What appears from the first line of the records below through the line containing "the man, each" must be reproduced verbatim.

Content starts

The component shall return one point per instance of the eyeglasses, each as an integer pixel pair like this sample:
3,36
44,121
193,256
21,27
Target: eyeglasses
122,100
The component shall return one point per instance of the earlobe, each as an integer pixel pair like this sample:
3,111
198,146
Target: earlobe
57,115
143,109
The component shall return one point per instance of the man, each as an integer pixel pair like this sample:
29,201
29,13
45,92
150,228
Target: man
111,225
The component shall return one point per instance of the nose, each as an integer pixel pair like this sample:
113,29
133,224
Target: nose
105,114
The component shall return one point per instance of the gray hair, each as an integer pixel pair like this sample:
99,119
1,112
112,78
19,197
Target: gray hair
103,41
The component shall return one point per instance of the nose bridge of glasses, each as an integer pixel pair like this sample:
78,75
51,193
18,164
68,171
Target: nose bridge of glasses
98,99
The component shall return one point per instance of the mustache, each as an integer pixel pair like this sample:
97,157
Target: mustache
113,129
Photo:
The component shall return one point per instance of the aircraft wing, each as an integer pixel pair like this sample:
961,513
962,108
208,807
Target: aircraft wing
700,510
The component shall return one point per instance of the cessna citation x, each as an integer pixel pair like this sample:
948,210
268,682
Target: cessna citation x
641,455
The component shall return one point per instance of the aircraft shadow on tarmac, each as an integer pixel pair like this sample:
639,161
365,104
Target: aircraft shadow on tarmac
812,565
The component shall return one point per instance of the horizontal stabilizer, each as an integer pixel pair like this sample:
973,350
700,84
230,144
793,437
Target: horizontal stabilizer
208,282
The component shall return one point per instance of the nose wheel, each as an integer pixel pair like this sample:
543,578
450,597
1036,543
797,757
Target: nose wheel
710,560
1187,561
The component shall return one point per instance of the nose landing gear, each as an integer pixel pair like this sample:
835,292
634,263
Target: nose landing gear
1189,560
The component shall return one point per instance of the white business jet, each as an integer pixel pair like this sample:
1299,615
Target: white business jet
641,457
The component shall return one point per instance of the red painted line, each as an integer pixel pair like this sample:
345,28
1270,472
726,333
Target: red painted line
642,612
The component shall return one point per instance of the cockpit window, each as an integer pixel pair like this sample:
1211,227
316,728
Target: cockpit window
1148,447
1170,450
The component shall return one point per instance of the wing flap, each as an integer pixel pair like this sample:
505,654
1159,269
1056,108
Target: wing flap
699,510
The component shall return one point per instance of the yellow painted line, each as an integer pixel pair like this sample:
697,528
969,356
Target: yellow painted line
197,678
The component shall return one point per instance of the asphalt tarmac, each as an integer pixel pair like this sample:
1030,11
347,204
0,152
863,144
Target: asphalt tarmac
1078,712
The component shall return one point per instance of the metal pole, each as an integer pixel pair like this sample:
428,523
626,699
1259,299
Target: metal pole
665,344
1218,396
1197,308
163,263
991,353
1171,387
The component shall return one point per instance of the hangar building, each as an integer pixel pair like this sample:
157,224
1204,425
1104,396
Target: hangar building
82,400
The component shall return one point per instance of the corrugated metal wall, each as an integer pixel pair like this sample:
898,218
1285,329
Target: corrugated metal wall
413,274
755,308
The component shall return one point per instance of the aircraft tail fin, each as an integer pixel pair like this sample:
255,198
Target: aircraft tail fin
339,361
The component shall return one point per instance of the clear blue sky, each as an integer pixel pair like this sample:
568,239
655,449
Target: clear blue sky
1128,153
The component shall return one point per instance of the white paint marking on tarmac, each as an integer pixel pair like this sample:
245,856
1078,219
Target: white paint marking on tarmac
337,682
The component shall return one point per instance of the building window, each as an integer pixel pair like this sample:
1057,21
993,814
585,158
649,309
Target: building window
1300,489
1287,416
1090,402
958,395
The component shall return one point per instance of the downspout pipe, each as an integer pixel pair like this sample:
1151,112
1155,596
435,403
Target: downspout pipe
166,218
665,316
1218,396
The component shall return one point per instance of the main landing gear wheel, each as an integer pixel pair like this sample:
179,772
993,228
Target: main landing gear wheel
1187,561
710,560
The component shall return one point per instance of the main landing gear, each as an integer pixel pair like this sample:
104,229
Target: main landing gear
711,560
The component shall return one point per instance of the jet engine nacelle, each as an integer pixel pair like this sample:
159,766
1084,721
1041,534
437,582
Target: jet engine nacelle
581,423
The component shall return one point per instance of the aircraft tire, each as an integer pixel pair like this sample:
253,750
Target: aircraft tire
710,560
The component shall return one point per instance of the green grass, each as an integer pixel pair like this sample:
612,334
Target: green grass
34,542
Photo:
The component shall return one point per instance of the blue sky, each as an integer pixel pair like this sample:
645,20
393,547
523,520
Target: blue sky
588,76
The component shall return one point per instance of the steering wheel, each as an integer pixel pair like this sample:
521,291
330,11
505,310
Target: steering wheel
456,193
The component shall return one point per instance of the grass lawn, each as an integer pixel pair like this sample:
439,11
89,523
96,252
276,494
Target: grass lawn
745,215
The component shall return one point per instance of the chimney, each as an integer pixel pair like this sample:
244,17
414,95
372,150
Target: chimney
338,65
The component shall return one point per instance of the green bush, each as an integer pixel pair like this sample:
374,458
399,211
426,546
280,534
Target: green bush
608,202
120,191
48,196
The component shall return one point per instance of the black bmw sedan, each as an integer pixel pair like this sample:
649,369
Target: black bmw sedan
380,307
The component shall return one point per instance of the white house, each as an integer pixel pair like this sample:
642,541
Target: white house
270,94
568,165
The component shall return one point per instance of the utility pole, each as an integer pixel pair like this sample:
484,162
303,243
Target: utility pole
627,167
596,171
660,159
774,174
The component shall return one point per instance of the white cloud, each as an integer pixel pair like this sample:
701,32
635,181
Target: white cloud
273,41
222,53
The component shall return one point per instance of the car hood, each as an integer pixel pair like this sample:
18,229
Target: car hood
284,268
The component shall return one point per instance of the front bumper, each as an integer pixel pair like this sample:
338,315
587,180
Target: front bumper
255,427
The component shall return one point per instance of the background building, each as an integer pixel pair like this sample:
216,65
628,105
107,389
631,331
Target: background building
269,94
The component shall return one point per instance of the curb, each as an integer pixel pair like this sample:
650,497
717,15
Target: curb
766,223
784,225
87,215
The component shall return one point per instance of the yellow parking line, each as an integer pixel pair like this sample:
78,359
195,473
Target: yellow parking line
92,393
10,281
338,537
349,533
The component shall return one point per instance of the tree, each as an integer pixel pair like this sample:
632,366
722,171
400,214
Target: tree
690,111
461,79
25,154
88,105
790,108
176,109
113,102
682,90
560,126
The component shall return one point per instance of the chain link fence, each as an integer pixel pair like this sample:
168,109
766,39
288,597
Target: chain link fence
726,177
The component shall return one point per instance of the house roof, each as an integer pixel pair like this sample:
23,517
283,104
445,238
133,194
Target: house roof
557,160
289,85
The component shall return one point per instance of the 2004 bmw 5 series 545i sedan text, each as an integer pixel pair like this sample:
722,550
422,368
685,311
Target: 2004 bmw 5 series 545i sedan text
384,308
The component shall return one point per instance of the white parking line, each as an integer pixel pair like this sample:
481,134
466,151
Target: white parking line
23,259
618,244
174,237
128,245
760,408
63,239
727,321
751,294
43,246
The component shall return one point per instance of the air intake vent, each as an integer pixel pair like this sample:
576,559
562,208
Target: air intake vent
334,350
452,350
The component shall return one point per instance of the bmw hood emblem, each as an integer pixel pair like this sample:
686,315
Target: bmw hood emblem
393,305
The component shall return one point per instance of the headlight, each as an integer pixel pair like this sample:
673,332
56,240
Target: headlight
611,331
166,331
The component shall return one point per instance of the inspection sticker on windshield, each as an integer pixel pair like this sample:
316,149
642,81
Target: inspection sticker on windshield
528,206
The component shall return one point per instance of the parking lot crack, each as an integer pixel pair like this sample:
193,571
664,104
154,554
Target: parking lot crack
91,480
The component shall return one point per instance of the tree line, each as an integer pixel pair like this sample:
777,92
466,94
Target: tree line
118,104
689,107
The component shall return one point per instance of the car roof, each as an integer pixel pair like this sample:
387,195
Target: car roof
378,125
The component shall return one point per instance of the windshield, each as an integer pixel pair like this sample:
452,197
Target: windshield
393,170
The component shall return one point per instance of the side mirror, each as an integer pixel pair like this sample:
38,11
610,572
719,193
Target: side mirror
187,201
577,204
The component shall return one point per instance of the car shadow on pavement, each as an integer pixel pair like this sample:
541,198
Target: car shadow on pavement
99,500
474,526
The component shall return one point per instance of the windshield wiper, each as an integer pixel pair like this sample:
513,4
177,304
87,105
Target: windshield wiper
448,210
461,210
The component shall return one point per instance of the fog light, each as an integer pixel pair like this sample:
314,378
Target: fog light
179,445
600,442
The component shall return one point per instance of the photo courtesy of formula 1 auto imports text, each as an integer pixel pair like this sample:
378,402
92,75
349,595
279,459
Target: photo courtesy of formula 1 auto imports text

Content ends

● **ANSWER SECTION**
The component shall return one point per instance of the eyeglasses, each as an integer pixel pair like this sample:
3,36
44,121
193,256
21,27
Target: eyeglasses
122,100
The component shall return one point per instance of the earlobe, each as an integer pixel pair like this sample:
3,111
198,146
Target: earlobe
57,115
143,109
The component shall return one point per instance of the man, each as an integer pixel pair like this sample:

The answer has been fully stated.